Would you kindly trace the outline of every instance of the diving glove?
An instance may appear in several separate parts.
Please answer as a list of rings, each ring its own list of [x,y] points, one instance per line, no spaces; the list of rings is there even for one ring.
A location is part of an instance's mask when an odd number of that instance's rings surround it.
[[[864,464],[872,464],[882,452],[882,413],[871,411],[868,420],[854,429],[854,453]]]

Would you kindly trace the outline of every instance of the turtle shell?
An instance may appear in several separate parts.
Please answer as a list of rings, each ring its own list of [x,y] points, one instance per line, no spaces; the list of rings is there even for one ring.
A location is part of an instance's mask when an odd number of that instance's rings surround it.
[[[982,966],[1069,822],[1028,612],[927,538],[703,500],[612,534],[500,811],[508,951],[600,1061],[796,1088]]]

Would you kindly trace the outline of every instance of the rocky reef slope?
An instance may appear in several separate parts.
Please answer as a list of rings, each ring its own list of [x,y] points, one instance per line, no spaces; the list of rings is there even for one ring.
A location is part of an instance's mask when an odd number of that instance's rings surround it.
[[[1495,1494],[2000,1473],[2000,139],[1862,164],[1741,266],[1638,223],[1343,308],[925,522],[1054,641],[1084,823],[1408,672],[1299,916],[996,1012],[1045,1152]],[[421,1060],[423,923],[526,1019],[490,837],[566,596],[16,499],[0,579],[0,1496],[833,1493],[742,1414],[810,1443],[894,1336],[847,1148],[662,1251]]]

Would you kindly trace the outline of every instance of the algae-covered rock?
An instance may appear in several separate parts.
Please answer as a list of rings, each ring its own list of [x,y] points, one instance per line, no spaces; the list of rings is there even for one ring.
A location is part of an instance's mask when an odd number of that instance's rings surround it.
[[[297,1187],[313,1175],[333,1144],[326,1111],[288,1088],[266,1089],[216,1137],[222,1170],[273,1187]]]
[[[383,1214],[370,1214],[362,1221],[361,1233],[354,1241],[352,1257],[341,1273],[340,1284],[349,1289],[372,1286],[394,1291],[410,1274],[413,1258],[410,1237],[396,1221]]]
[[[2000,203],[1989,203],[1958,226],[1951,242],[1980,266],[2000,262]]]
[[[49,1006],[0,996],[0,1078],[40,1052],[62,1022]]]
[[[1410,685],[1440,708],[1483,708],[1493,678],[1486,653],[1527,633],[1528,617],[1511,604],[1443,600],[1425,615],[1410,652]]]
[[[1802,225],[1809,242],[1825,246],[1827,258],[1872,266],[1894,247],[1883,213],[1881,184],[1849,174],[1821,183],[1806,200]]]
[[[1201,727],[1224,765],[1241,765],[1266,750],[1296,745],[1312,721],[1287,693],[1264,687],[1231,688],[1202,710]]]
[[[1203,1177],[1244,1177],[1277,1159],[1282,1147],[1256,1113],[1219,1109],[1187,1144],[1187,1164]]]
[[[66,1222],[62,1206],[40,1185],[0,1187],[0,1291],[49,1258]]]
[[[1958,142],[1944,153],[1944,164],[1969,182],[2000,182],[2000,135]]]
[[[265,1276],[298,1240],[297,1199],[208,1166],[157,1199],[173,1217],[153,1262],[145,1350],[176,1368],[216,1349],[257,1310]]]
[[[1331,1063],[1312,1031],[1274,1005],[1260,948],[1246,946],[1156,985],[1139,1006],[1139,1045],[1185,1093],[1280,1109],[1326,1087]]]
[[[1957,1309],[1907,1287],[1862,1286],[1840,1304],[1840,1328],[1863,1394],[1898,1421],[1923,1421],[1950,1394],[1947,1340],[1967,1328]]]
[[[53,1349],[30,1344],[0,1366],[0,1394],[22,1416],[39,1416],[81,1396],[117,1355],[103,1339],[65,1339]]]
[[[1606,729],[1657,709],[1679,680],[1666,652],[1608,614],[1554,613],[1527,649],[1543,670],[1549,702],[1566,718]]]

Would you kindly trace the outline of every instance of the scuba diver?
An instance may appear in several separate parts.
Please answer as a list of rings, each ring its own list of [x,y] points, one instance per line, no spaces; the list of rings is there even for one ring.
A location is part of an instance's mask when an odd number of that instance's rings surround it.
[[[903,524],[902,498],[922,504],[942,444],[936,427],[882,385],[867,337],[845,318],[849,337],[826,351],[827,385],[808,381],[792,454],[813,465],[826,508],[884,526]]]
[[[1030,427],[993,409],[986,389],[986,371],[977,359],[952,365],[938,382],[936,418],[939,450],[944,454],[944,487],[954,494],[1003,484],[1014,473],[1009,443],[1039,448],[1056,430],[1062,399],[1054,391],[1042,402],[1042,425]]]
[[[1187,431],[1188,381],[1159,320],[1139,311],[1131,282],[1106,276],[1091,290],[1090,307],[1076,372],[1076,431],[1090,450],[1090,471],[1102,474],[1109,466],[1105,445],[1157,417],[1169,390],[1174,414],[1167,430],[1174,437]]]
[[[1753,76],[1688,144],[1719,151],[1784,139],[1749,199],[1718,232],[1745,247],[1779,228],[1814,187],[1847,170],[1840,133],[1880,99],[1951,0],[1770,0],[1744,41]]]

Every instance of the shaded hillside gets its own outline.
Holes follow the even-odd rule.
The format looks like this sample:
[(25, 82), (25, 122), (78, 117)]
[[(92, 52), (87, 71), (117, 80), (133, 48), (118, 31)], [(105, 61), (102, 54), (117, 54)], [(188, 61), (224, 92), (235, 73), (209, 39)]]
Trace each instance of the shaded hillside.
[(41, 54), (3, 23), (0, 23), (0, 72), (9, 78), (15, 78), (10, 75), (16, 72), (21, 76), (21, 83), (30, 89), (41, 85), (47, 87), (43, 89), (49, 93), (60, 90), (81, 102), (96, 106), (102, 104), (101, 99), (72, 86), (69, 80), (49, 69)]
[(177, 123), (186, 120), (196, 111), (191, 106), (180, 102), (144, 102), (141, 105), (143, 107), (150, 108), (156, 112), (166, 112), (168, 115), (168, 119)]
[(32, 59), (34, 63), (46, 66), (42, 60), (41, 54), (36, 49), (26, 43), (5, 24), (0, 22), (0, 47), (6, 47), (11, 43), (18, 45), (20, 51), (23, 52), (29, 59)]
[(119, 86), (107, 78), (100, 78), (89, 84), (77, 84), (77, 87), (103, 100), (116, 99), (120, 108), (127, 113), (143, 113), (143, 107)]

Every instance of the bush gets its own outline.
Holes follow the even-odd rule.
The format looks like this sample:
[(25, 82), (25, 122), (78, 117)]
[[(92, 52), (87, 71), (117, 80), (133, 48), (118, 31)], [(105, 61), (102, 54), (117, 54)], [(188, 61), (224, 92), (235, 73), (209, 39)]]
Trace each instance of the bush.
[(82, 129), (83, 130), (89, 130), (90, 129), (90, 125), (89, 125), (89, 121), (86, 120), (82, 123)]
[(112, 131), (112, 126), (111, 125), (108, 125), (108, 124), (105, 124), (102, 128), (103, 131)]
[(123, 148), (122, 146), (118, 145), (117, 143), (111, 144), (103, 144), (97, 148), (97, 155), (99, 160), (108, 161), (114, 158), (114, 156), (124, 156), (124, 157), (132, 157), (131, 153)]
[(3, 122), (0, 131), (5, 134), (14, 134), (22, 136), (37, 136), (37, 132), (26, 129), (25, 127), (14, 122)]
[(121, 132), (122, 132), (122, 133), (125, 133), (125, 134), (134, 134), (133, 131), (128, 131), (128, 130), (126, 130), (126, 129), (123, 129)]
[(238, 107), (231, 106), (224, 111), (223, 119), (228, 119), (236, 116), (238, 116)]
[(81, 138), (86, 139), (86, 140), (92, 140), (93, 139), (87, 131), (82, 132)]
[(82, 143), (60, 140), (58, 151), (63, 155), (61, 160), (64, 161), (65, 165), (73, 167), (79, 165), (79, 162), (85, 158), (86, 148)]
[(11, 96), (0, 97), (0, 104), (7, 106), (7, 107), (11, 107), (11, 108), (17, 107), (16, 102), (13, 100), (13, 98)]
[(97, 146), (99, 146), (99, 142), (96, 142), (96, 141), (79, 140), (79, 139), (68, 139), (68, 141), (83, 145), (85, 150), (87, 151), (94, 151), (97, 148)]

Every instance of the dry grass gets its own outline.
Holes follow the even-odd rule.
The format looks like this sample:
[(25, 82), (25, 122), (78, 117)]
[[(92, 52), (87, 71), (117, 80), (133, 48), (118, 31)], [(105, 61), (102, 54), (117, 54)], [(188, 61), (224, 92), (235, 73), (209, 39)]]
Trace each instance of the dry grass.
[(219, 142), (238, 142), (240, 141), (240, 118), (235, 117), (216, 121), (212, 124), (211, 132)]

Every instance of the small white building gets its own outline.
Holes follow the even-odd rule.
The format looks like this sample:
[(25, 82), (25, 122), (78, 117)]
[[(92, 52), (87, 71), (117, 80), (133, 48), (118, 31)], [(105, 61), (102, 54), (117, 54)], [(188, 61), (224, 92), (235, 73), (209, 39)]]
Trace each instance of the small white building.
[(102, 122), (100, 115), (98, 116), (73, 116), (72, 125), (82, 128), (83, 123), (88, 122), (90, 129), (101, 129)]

──────

Report each line of the records that holds the word "gets".

*Finished exercise*
Every instance of the shaded hillside gets its own outline.
Every instance of the bush gets its own outline.
Every instance of the dry grass gets its own outline.
Every instance of the small white building gets its own outline.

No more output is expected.